Plaintiffs claim that Circulars 98 and 7 (together, the "Circulars") and the Presidential Order "ran afoul of the laws of Haiti" because "only the parliament may raise taxes and fees for the benefit of the state." (Id. ¶ 57 & n.6.) Furthermore, while Martelly "promoted, marketed, advertised and sold" the Fees to the public as "necessary to finance free education for impoverished children," Martelly knew that neither his Presidential Order nor the Circulars contain language "relating to tax or funding education." (Id. ¶¶ 58, 184.) Defendants aided Martelly in misleading the public by advertising and collecting the Fees as lawful taxes levied to fund free education in Haiti. (Id. ¶¶ 73, 96, 98, 108, 109, 119, 124, 136, 141, 149, 169, 190, 198, 208.) According to the complaint, a program to fund free education in Haiti does not exist. (Id. ¶ 204.) Instead, Martelly allegedly embezzled monies collected through the Fees with the aid of Defendant Unibank S.A., which extended Martelly a $9 million loan to build a beach house as a means of transferring a portion of the proceeds from the $1.50 wire transfer fee. (Id. ¶¶ 165-66.) In return for their part in the scheme, Defendants allegedly retained a portion of the Fees. (Id. ¶¶ 85, 116, 131, 146, 163, 195, 206, 209). And while the Government of Haiti purports to receive at least an estimated $132 million per year from the Fees, (Id. ¶ 180), there has been no public accounting detailing the amount of funds collected and remitted to the Haitian government nor an explanation of how the funds were used in Haiti once remitted to the BRH. (Id. ¶¶ 84, 86, 117, 132, 147, 167, 203.)

**Exercise directions**
Translate this sentence from the passage on the disputed Haitian fees into Spanish: "According to the complaint, a program to fund free education in Haiti does not exist."

**Supplied material**
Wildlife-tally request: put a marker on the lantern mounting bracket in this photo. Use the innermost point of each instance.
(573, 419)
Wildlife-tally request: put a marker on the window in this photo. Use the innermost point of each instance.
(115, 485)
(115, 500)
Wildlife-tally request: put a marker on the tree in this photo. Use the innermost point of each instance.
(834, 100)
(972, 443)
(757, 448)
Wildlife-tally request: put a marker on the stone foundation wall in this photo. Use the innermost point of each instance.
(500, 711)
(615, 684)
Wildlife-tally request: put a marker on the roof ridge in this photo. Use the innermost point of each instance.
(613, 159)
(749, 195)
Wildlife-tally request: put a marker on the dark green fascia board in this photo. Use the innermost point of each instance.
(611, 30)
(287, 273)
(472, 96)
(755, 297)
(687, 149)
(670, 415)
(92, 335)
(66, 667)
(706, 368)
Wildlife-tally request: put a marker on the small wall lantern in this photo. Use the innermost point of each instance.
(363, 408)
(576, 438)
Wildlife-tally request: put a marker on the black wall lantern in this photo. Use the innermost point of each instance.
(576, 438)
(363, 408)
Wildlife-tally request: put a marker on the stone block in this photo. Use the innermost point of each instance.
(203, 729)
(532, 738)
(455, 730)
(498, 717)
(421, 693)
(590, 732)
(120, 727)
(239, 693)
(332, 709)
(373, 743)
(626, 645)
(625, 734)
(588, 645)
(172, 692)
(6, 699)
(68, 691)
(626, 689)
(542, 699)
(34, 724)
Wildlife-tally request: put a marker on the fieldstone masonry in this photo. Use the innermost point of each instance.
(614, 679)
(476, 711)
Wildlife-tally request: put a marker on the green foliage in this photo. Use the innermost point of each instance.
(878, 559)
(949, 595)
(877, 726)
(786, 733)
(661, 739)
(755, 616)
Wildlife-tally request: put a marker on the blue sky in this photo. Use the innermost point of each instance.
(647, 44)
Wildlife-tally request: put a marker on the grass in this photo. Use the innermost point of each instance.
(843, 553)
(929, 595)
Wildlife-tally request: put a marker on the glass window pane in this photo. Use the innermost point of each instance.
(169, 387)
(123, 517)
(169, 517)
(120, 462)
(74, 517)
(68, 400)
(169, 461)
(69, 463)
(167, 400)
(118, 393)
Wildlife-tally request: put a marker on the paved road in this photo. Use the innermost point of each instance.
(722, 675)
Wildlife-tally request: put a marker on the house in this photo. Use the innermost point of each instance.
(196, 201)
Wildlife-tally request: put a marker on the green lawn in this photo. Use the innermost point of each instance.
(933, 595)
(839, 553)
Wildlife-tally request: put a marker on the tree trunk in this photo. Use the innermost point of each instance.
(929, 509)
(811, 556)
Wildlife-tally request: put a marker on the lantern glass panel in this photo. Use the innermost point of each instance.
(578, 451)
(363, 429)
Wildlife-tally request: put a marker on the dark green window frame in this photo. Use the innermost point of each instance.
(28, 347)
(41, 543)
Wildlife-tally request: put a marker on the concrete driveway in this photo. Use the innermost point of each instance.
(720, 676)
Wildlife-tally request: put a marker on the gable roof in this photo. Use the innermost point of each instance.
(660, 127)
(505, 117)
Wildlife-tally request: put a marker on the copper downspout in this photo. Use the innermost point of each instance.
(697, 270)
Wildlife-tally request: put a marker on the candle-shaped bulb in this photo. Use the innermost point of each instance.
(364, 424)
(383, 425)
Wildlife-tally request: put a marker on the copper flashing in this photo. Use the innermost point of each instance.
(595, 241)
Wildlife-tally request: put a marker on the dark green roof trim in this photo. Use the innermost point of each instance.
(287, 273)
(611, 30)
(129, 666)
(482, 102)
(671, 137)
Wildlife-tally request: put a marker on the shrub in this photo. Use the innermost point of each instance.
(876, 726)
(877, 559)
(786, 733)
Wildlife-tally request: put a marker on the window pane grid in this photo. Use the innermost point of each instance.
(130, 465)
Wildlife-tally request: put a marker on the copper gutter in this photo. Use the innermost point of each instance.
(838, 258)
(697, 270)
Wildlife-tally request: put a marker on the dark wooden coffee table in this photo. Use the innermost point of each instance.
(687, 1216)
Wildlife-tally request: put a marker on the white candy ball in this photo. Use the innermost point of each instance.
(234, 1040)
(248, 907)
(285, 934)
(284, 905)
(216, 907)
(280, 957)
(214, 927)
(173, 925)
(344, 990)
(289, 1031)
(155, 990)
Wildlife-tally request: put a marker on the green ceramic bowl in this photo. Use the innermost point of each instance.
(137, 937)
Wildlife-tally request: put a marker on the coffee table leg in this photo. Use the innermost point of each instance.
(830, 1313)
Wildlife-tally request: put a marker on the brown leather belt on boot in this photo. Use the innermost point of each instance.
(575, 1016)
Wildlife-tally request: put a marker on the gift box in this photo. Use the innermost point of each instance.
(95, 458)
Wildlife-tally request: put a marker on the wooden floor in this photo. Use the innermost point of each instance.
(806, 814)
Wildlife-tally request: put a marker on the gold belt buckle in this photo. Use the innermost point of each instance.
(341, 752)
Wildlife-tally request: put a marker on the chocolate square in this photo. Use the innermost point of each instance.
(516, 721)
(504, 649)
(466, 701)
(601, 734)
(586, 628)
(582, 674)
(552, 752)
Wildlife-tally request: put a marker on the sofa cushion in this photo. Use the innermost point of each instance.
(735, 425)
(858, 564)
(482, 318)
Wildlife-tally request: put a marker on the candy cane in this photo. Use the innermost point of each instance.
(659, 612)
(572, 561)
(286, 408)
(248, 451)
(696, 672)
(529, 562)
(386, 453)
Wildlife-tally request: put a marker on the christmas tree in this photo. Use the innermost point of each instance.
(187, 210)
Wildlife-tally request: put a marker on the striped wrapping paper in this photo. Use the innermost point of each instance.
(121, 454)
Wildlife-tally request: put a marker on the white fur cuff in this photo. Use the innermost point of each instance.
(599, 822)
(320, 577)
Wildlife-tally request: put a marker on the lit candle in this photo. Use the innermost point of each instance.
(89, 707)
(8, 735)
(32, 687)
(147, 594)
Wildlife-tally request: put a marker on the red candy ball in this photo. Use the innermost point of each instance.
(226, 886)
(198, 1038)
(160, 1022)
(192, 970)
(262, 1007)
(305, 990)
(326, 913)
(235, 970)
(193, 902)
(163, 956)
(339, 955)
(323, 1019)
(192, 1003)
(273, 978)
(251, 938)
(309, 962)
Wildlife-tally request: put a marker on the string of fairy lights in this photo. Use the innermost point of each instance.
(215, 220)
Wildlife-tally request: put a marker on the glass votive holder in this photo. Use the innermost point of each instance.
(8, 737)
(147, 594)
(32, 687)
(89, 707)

**Output for this exercise**
Según la demanda, no existe un programa para financiar la educación gratuita en Haití.